(Task instructions)
Which lines in the listing below contain the string "silver", with case counting? Return each of those lines in full.

Bounding box labeling entries:
— Begin —
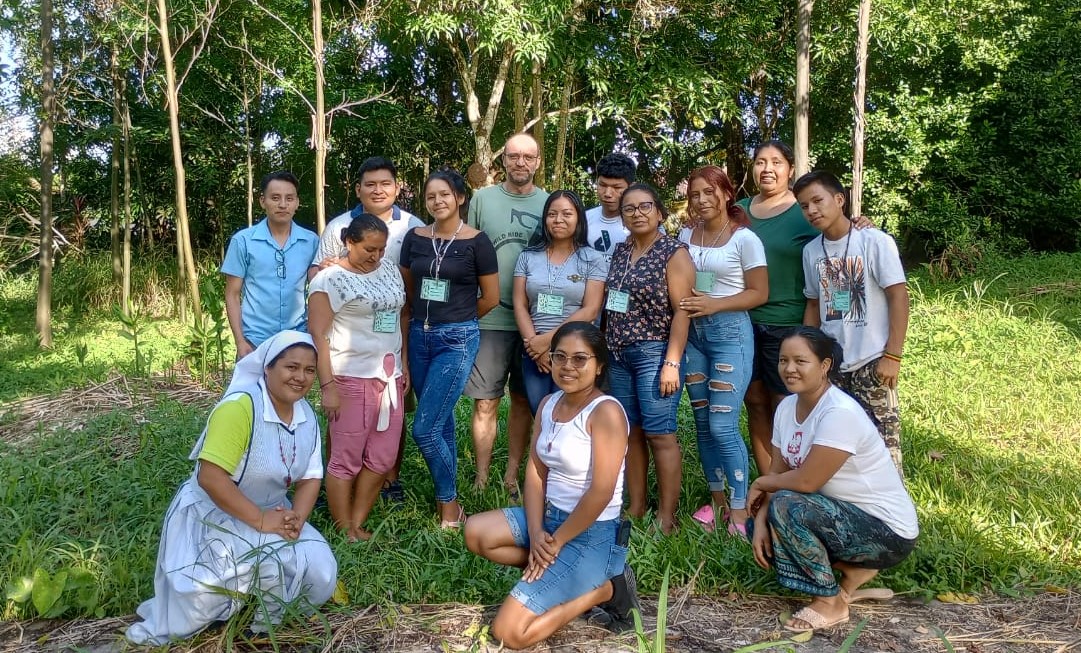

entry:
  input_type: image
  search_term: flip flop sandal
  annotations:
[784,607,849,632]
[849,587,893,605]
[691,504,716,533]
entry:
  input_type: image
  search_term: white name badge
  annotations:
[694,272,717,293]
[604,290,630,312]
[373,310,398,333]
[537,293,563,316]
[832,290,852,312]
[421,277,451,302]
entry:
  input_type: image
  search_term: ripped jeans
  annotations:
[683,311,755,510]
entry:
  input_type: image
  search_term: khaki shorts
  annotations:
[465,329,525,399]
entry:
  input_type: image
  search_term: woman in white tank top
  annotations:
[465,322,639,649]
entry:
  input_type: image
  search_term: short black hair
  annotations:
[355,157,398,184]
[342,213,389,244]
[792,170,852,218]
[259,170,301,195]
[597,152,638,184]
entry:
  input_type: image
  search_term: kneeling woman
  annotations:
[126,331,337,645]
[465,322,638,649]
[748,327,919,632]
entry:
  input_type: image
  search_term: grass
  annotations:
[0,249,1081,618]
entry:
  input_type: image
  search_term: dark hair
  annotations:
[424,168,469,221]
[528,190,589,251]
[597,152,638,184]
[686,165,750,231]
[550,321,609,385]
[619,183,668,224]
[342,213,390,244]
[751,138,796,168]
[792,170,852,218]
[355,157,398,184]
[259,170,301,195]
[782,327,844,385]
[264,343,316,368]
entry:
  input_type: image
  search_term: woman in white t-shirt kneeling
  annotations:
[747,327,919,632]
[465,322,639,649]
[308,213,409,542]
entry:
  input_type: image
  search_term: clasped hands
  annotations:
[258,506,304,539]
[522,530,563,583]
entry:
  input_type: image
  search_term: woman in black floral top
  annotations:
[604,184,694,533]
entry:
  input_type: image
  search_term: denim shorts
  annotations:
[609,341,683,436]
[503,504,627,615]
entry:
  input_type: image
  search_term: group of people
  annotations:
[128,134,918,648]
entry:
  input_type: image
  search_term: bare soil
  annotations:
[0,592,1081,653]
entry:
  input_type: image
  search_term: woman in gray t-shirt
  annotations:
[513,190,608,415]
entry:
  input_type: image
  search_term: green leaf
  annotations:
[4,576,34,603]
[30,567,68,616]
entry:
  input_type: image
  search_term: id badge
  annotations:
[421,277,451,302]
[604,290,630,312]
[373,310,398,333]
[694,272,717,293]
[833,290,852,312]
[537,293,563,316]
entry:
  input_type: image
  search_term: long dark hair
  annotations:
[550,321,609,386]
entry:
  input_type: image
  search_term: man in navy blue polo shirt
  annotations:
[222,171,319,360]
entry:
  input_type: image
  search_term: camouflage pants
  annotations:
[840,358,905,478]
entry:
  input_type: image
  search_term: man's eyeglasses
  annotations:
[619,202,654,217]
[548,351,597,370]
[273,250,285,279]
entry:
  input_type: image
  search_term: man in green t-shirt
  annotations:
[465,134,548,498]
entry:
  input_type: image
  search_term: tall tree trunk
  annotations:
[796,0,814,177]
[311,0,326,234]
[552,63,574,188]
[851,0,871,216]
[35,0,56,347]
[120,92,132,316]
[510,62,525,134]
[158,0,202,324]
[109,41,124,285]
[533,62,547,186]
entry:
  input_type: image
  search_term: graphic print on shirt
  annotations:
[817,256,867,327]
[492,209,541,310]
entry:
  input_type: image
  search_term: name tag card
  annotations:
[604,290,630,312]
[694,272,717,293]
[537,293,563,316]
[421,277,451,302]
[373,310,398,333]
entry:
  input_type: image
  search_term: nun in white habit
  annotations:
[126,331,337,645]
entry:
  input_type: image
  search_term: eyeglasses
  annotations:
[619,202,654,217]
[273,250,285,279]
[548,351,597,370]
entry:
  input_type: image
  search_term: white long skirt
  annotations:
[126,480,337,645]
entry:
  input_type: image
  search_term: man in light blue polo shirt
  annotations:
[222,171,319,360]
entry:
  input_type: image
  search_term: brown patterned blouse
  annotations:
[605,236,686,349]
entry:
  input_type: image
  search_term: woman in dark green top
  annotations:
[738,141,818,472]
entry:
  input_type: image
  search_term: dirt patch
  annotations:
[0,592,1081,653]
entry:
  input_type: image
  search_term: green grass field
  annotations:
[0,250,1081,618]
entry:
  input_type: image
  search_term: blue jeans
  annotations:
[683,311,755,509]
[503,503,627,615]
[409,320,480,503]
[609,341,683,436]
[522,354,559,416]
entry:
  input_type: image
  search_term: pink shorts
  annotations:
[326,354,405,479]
— End —
— Begin —
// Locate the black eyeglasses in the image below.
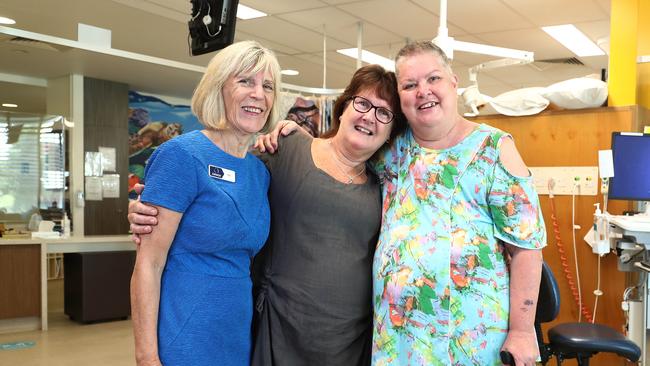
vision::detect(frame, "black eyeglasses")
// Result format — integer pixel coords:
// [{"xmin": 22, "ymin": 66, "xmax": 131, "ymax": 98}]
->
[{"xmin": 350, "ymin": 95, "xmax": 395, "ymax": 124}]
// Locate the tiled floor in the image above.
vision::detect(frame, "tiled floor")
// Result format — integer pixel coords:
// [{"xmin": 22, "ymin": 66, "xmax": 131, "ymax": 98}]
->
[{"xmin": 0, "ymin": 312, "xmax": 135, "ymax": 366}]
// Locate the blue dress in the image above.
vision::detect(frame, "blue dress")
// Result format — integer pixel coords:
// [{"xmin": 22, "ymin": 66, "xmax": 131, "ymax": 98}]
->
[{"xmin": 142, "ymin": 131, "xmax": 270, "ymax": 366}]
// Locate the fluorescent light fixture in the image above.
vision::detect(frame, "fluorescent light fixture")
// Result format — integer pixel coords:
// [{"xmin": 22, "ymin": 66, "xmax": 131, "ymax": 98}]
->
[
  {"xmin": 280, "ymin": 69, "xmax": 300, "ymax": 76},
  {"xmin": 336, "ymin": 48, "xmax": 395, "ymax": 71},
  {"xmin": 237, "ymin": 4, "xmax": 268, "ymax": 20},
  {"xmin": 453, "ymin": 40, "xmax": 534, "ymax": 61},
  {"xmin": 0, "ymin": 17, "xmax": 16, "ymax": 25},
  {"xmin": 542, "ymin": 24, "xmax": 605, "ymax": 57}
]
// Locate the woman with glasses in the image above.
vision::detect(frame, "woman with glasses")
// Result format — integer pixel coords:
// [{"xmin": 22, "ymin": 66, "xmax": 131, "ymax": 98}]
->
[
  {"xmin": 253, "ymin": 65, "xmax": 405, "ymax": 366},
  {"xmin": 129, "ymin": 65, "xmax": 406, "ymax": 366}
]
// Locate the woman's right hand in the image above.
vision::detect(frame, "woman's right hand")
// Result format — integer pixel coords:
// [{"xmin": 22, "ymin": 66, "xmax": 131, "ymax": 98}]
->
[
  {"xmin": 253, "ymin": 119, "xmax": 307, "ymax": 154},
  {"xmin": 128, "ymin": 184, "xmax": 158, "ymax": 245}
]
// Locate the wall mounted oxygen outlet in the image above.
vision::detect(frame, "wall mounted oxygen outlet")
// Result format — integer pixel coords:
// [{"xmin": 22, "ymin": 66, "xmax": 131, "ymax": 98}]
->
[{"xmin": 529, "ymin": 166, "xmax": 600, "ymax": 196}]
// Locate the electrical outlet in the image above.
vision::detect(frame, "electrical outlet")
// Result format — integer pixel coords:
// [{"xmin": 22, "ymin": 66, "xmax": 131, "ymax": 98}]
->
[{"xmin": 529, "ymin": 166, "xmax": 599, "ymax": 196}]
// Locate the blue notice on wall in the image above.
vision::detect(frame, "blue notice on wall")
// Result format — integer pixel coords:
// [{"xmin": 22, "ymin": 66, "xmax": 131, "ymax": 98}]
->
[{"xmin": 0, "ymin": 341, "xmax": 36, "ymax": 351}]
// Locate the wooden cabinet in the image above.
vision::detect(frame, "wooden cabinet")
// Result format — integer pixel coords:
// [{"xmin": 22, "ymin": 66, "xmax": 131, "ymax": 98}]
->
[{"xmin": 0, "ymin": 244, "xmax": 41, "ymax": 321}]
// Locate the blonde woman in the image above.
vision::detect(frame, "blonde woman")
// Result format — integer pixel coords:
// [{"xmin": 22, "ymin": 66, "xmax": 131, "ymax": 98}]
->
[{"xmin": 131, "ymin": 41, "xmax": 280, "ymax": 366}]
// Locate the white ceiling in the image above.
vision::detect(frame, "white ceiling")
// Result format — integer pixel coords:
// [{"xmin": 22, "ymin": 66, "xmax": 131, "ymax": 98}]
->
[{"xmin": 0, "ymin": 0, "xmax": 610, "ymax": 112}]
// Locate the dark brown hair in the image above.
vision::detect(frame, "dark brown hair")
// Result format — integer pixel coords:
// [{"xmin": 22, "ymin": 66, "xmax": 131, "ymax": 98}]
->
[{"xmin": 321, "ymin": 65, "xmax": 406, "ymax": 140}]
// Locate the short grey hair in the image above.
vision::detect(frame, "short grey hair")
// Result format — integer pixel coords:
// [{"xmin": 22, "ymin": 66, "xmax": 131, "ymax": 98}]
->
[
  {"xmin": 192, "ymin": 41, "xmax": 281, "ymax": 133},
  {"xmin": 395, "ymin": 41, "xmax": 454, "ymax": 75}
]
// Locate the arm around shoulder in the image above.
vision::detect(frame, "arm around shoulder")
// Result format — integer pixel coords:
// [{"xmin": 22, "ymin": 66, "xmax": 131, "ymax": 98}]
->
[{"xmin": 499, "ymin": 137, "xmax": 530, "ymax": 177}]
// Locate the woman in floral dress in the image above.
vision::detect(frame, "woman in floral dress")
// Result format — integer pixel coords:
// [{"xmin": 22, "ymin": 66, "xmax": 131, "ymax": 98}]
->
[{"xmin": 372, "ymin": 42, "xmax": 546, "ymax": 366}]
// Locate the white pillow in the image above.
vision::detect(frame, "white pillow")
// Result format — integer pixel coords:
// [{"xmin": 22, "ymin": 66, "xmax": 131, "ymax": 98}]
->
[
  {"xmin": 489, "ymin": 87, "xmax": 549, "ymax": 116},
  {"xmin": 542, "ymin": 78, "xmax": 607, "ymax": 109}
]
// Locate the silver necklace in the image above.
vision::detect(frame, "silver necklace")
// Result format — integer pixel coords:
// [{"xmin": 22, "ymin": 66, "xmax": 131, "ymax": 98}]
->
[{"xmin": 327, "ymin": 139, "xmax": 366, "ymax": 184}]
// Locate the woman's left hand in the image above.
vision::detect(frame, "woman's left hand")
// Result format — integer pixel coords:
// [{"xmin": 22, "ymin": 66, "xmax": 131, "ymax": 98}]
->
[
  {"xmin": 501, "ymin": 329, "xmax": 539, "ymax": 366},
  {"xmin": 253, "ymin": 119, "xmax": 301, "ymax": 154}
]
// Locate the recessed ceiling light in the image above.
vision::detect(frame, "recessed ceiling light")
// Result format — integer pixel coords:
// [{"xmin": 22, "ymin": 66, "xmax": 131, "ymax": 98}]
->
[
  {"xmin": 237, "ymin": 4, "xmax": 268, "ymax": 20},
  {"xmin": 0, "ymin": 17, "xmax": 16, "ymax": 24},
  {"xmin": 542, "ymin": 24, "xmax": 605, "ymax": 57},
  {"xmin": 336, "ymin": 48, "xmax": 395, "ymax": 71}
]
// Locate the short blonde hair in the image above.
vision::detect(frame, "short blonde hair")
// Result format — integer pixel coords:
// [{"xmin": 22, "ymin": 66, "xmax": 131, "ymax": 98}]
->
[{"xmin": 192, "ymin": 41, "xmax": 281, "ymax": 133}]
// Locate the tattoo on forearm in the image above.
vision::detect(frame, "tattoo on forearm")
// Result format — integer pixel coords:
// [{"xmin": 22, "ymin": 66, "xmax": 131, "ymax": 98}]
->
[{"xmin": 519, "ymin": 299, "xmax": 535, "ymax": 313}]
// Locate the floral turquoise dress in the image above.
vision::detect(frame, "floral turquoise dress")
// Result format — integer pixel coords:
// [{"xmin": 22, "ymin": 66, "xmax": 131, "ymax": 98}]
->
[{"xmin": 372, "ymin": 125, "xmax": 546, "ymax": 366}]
— End —
(Result of the exercise)
// Locate the silver necklace in the image above.
vision::detect(frame, "silver necklace")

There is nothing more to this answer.